→ **Exercise prompt**
Answer from the article on infrastructure trusts below:
1. How many trusts does Numis consider core picks, and how are they split between sectors?
2. What share of its portfolio does International Public Partnerships own 100 per cent of?
3. When was the fund launched, and what total return has it delivered since then?

→ **Given text**

In the following article, we find out which four infrastructure trust are considered ‘core’ picks by the analysts over at Numis – two from the PPP space and two looking at renewable energy.

 

International Public Partnerships

When it comes to PPP companies, Numis has a long-term preference for businesses that have positioned themselves to deliver attractive risk-adjusted returns through the economic cycle by keeping a close eye on the quality of their cash flow and the impact of factors such as life cycle risk, inflation linkage and currency hedging.

Performance of trust vs sector and indices since launch

 

Source: FE Analytics

“In this regard, we believe that International Public Partnerships has an advantage over its peers, reflecting its primary origination capabilities,” Numis’ analysts said. “These have facilitated a number of attractive acquisitions in 2016 which we feel will continue to underpin a robust portfolio performance. Notably, this includes the highest inflation linkage amongst the peer group.”

International Public Partnerships has 100 per cent ownership of around two-thirds of the portfolio. It also an easy-stage investor in 88 per cent of its assets, which the managers say helps to maximum capital growth opportunities.

As the above table shows, the fund has outperformed its average peer as well as its FTSE All Share and FTSE 250 benchmarks since its launch in November 2006 with a 145.50 per cent total return. It has down this with lower annualised volatility and maximum drawdown than the sector and the two indices.

→ **Data lines**
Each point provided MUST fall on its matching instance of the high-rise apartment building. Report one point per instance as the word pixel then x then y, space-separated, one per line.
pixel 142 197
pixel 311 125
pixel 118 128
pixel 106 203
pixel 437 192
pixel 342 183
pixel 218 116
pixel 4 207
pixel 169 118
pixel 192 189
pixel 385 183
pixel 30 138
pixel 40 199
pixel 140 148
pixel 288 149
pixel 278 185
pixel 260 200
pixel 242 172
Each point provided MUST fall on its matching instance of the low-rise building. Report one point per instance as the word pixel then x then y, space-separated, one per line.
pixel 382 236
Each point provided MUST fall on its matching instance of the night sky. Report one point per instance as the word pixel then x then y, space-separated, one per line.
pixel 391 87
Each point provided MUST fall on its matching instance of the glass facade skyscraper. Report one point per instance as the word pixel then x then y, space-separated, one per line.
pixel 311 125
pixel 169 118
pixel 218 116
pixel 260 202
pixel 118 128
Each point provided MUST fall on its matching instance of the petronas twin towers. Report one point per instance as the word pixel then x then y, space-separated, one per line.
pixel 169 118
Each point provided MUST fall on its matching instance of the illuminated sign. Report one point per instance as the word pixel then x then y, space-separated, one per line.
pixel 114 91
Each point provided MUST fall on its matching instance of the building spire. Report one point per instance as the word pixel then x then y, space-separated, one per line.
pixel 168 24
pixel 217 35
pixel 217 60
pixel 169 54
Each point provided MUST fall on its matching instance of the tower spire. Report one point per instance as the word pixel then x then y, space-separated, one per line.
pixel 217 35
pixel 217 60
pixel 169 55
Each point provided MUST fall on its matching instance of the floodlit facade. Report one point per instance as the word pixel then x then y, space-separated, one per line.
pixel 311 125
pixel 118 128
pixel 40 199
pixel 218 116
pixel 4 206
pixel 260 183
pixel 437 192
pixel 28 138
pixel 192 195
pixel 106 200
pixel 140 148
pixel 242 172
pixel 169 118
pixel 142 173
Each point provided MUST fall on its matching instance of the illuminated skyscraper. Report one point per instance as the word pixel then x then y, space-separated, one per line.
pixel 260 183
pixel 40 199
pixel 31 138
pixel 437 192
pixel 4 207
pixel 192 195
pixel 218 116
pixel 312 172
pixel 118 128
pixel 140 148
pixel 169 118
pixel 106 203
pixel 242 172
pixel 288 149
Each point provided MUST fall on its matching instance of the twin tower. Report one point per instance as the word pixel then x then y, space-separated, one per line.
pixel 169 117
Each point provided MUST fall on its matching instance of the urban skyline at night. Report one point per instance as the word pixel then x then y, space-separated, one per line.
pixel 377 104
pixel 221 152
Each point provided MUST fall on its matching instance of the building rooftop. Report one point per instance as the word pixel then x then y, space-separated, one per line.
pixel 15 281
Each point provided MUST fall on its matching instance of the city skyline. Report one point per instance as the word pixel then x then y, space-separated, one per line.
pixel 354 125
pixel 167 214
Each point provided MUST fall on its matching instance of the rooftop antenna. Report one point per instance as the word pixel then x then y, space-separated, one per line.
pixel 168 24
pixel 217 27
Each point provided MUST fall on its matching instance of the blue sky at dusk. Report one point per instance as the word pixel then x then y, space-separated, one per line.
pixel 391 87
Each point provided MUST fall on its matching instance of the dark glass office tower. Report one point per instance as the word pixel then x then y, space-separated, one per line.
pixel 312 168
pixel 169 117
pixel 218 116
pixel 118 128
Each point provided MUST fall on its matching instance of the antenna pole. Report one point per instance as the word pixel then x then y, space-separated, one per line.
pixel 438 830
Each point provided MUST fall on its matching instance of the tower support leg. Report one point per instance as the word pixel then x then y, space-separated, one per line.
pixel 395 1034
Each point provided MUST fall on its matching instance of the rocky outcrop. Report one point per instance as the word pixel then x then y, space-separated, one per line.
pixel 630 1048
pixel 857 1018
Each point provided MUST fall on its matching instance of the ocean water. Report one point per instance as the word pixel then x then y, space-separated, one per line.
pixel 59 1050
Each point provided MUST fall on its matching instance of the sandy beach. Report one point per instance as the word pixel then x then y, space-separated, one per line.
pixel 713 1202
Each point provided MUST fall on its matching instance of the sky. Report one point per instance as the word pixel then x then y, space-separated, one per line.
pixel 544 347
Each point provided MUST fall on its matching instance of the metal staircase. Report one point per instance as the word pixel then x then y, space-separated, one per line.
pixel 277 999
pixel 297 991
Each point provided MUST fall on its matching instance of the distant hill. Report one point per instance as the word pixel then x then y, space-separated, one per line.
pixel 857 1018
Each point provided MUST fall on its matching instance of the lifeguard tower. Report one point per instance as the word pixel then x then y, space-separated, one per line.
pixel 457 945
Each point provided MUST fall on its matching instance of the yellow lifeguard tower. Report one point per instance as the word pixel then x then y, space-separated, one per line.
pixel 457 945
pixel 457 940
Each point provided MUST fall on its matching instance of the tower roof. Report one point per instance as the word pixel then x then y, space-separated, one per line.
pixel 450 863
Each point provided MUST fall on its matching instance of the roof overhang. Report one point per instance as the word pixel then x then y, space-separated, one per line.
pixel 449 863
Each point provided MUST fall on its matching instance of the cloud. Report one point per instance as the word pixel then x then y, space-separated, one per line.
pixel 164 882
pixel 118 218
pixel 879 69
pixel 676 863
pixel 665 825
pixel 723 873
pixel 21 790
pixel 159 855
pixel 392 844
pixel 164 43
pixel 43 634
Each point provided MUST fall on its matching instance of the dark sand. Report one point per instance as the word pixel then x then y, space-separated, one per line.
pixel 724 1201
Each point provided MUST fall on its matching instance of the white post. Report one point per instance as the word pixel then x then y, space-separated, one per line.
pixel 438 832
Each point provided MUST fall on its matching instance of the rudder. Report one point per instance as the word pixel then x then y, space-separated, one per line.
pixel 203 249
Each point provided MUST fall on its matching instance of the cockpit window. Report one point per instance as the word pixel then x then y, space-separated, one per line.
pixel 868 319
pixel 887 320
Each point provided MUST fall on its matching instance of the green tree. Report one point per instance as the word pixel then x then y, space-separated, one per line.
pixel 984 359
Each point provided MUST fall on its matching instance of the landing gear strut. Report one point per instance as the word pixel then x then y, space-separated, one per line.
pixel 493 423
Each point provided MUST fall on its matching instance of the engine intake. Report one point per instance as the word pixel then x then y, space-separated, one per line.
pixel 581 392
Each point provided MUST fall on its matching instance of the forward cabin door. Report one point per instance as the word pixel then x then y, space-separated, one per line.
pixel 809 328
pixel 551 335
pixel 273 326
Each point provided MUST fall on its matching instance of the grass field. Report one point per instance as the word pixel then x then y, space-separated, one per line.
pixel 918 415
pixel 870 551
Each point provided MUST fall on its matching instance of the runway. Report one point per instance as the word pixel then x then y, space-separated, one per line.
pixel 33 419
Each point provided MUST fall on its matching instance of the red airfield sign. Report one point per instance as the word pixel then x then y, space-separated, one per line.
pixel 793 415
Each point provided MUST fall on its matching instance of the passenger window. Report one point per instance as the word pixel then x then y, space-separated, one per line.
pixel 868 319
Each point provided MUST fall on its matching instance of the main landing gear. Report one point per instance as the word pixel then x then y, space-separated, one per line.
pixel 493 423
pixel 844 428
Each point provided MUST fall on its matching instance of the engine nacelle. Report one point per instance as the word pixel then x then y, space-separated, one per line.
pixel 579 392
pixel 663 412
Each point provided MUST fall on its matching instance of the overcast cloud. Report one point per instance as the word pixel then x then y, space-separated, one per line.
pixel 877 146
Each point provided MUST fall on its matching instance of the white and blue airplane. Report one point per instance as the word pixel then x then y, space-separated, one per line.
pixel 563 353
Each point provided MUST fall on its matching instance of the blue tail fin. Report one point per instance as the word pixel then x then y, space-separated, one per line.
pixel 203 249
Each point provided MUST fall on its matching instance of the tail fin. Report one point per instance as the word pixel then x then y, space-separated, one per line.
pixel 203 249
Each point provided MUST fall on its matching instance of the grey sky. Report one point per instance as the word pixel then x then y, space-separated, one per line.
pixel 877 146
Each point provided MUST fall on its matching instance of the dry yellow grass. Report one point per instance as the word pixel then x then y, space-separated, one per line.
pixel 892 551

→ **Written answer**
1. Four trusts: two from the PPP space and two in renewable energy.
2. Around two-thirds.
3. November 2006; a 145.50 per cent total return.